**What is needed**
Rewrite each of the items below as an entry in a numbered list, leaving out any blank lines.

------------------------------

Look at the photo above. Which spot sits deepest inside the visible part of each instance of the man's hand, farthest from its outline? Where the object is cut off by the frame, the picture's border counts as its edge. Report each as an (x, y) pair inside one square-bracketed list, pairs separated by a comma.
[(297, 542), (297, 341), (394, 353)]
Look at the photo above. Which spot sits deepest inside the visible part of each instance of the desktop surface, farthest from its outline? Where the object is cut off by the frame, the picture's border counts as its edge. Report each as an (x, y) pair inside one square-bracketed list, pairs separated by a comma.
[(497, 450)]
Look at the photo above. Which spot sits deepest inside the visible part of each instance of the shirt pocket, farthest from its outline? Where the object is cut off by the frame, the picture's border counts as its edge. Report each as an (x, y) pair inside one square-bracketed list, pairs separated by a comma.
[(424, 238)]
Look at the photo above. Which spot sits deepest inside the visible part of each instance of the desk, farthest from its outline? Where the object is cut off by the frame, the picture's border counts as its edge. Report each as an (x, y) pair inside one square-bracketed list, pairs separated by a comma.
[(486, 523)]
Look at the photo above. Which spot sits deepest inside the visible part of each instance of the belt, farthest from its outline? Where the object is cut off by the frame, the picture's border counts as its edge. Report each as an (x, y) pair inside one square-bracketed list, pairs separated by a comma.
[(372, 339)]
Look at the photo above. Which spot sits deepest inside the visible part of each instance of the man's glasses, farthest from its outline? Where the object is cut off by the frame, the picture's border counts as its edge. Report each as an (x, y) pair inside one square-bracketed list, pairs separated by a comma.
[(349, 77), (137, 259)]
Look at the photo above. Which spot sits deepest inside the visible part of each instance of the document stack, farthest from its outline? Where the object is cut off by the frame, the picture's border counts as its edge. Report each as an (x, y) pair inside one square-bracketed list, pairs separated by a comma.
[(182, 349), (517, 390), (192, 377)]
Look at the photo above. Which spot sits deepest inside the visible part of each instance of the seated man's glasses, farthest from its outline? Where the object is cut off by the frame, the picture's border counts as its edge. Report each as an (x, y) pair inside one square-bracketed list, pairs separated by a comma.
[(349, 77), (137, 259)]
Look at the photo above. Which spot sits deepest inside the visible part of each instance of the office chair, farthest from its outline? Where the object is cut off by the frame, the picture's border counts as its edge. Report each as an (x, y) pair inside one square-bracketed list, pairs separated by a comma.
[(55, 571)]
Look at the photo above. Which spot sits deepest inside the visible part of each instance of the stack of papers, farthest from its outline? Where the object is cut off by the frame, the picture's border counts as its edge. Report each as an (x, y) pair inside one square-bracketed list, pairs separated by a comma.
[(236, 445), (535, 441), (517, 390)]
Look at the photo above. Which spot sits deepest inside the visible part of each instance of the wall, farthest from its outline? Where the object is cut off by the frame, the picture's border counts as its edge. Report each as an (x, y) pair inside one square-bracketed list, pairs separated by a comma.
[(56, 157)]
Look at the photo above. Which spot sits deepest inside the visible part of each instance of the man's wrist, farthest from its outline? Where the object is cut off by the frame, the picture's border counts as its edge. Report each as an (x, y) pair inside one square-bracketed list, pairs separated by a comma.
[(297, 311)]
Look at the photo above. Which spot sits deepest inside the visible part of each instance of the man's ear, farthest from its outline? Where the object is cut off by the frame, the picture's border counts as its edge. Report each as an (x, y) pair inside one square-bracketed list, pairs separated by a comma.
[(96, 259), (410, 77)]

------------------------------

**Exercise output**
1. Look at the photo above. Which spot sits deepest inside the visible part of each instance of the man's hand, farthest from its outline? Where the object is cut off by the frame, the picture's border counts as its edge. Report each as an (x, y) pair inside one square-bracketed list, pairs separated by a comma.
2. [(297, 542), (297, 341), (394, 353)]
3. Look at the photo above. Which spot sits deepest inside the visible part of each instance of the desktop surface, farthest from its outline? Where the object is cut off by the frame, the picture's border counts as its edge. Report each as an (x, y) pair inside one square-bracketed list, pairs separated by a comma.
4. [(497, 450)]
5. Look at the photo above. Which spot sits deepest inside the visible part of each instance of the shirt pocket, farthest from its outline? Where the object is cut off by the frame, the picture's border counts as its edge. Report each as an (x, y) pair inside one square-bracketed list, pairs separated by a comma.
6. [(424, 238)]
7. Look at the photo above. Which spot sits deepest inside the visible part of each instance of the desk, farthest from its outline? Where the object is cut off by the frame, the picture's border counts as its edge. Report each as an (x, y) pair inside one square-bracketed list, pairs separated by a comma.
8. [(486, 523)]
9. Look at the photo above. Which spot sits deepest inside the visible part of each instance of the belt, farthest from its outline? Where the object is cut off by the frame, the picture's border counts as its edge. Report each as an (x, y) pair inside one square-bracketed list, pairs separated by a comma.
10. [(372, 339)]
11. Look at the photo above. Which spot sits deepest inside the visible part of each instance of the man's glasses, farthest from its outline? Where the object is cut off by the frame, the picture's border counts as its edge. Report each as an (x, y) pair inside one square-bracketed list, pairs separated by a comma.
12. [(349, 77), (137, 259)]
13. Look at the photo above. Which spot sits deepest inside the visible part of each instance of the document stack, farthest from its outline? Where the object is cut off by the frame, the picture's border counts as its edge. Report each as an (x, y) pair inside one square-bracketed list, pairs separated by a comma.
14. [(182, 349), (517, 390), (192, 377)]
15. Look at the photo above. Which spot sits deepest inside the visible part of each instance of the seated man's glasses, farthest from its outline? Where the object is cut off by the frame, the picture's border counts as its edge. Report each as an (x, y) pair inside one square-bracketed list, pairs separated by a comma.
16. [(349, 77), (137, 259)]
17. Look at the photo above. Which spot sits deepest inside the visible part of each instance of the office chair, farthest from its outline? Where the object is cut off by the frame, the picture's border counts as its edge. Report each as an (x, y) pair inside one square-bracketed list, pairs separated by a comma.
18. [(55, 571)]
19. Look at the photo above. Which spot sits deepest inside the visible part of each instance of the stack of papers, farthest from its outline? Where the object is cut off by the frame, the picture's border counts as its edge. Report each as an (x, y) pair inside one square-bracketed list, pairs separated by a comma.
20. [(236, 445), (535, 441), (517, 390)]
21. Look at the photo above. Which spot sits deepest inside the visible part of each instance of the wall, farthest from its outline? Where the object is cut off by the frame, the picture's border counts as its edge. Report each as an (x, y) pair inside one square-bracketed list, pairs separated by a comma.
22. [(56, 157)]
23. Look at the photo above. Which spot sits deepest inside the visible part of each instance of the man's wrist, farthest from its outline? Where the object is cut off by the frame, the picture's border counts as its edge. Report each as an (x, y) pair inside one square-bracketed list, pairs separated by a comma.
24. [(297, 311)]
25. Look at the photo above. Which spot sits deepest inside the visible part of each instance of the man's ear, farthest from its outline? Where the object is cut off by the frame, the picture's border counts as its edge. Report each as an (x, y) pair inside one square-bracketed list, pairs separated by a comma.
26. [(96, 259), (410, 77)]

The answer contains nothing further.